[Start Extracted text]

# anyone going out Feb 28 to March 4



## micbou (Jun 13, 2011)

Hello

Two divers looking to get wet in the Pensacola area for the above dates. We're interested in dives on the Oriskany or other sites.

We prefer boat dives, but we'd appreciate information on shore dives in case we can't find a boat.

thanks
Michelle B


----------



## coolbluestreak (Jun 27, 2011)

Contact Mark Saltz on here, I think they're going out to the O this weekend if the seas are right.


----------



## coolbluestreak (Jun 27, 2011)

Alberta Canada, wow!
Welcome to the area.


----------



## micbou (Jun 13, 2011)

This trip has been in the plans for over a year. We took 4 weeks off to dive in The Bahamas, Key West and Key Largo; and now we're here. It's sure not Key Largo weather, but that's ok. 
If we can get one day on the O, that's all we're hoping for. I'd love to check out other wrecks in the area too, but maybe we'll have to come back when it's not winter. It's still great to get away from our Alberta winter. Home, the daytime high is about -5 F these days. We're about an 8-hour drive north of Calgary or about 10 hours from the US border.


----------



## psalzman (Mar 26, 2008)

You're even further north than Edmonton? Last time I was there it was 40 below. Man - you live in the glaciers.


----------



## WhackUmStackUm (Jan 31, 2010)

Happy to join you, if you find a charter boat going out.

Bryan


----------

[End Extracted text]
[Start Record excerpts]

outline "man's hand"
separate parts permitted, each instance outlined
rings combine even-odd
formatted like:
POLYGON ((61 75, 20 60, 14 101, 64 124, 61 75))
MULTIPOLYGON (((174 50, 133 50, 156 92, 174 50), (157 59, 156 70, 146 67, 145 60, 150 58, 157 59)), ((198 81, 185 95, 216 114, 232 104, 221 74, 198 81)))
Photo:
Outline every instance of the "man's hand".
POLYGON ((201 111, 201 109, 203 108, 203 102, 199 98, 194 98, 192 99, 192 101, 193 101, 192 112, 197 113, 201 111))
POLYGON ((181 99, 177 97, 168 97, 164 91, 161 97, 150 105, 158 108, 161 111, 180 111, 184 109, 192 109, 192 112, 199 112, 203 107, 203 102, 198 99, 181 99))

[End Record excerpts]

*Required actions:*
1: In the forum thread about diving near Pensacola, which wreck do the two divers name as a site they want to dive?
2: Transcribe the entries from their first line through the line that contains "POLYGON ((61 75, 20", keeping both of those lines.

*Per-task outputs:*
1: The Oriskany.

2:
outline "man's hand"
separate parts permitted, each instance outlined
rings combine even-odd
formatted like:
POLYGON ((61 75, 20 60, 14 101, 64 124, 61 75))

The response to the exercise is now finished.